_What is required_
Reproduce the druid passage between "Bladewind said his" and "complete druid's handbook.", inclusive, with every "druids" renamed to "clerics".

# Start of Source passage

Bladewind said his source was 2nd Ed.
quote:
Continuing my thoughts on the politicing amongst druids after perusing 2nd editions complete druid's handbook.

But you are correct that there is not one Grand Druid, as Faraer related back in 2004.
quote:
Originally posted by Faraer

Faiths & Avatars:
quote:
All faiths that include druids among their clergy maintain their own separate druid hierarchies. That is, each religion has its own druids, archdruids, great, and grand druids. Great and grand druids of a particular faith are singular beings, and each directs activities for druids of his or her faith within a 500-mile-radius of his or her home. Each is entrusted with the organization and protection of the circles and other druidic shrines within that domain. Interfaith relations between different druidic religions in the Realms are fairly cordial. Conflicts between the faiths are settled through negotiation or, failing that, ritual or personal combat.

The precise borders of a great druid's domain are nebulous at best, but there are five known major regions within Faerūn. The first and eldest is on the southern shores of the Sea of Fallen Stars, and includes the Gulthmere Forest and the Chondalwood. The second is located in the scattered remains of ancient Cormanthor, ranging from Cormyr to the Moonsea, and includes the ancient territories of the Elven Court. The third is located in the North. It is based in the High Forest but includes all other forests and woods in the area. The fourth includes all the Moonshaes, and the fifth encompasses the Forest of Lethyr and the Rawlinswood, the forests surrounding the Great Dale. Other such regions undoubtedly exist.

# End of Source passage
# Start of Recorded information

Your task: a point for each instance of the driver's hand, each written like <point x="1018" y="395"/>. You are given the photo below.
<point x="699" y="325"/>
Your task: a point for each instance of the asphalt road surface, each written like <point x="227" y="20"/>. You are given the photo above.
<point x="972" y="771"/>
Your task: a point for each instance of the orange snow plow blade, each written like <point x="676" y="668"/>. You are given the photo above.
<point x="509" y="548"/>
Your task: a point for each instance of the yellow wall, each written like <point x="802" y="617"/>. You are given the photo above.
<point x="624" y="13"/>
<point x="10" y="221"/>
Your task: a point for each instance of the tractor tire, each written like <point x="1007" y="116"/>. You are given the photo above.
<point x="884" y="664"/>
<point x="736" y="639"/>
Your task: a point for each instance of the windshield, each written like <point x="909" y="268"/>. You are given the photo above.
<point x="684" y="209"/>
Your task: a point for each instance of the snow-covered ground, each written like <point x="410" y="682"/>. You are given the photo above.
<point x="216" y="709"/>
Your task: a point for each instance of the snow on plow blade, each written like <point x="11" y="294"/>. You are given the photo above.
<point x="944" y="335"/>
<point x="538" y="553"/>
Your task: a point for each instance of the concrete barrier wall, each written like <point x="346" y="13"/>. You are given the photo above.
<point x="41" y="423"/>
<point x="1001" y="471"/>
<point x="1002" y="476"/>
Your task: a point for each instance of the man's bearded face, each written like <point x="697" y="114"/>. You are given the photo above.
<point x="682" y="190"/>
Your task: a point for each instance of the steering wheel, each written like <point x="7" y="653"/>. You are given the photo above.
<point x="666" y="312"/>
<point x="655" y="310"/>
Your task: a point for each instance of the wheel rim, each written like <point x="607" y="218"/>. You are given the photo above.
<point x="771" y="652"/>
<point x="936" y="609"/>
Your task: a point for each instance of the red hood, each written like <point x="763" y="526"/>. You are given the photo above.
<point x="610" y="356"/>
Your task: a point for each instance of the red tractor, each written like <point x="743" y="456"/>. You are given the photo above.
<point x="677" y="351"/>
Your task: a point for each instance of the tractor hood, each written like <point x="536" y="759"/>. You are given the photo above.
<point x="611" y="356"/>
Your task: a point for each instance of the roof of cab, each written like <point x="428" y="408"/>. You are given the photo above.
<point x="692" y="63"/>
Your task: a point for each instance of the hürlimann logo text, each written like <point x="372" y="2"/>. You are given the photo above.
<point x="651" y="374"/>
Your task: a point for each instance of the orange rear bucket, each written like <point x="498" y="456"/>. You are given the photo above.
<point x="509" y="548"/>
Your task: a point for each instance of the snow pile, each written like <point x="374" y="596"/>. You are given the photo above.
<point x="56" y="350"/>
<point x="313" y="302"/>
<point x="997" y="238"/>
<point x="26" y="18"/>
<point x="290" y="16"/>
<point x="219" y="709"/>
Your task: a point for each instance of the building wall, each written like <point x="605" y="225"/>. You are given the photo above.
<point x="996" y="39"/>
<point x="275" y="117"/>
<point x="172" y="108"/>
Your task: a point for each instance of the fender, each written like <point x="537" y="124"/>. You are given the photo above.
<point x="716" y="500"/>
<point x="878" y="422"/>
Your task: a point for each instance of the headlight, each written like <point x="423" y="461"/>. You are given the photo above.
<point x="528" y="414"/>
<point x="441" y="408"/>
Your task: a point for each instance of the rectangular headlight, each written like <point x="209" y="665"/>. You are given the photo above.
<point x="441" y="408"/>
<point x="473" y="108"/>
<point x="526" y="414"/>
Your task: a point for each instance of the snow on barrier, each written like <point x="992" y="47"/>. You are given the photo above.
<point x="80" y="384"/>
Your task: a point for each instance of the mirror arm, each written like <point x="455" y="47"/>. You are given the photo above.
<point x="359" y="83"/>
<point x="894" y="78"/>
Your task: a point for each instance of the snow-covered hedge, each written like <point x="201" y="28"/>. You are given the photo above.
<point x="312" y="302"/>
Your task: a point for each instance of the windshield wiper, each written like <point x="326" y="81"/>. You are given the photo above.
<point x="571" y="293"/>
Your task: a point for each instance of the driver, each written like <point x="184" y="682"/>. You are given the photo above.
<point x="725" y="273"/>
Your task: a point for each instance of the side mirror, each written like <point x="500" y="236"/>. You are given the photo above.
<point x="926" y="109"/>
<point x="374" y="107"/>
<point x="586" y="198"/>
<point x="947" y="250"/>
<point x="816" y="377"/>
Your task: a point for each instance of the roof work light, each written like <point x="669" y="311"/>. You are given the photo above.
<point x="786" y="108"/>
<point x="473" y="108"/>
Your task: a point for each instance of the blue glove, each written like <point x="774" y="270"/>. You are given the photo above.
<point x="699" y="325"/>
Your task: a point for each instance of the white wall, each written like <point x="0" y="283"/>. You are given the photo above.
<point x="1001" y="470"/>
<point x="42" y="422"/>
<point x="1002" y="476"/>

# End of Recorded information

_Task solution_
Bladewind said his source was 2nd Ed.
quote:
Continuing my thoughts on the politicing amongst clerics after perusing 2nd editions complete druid's handbook.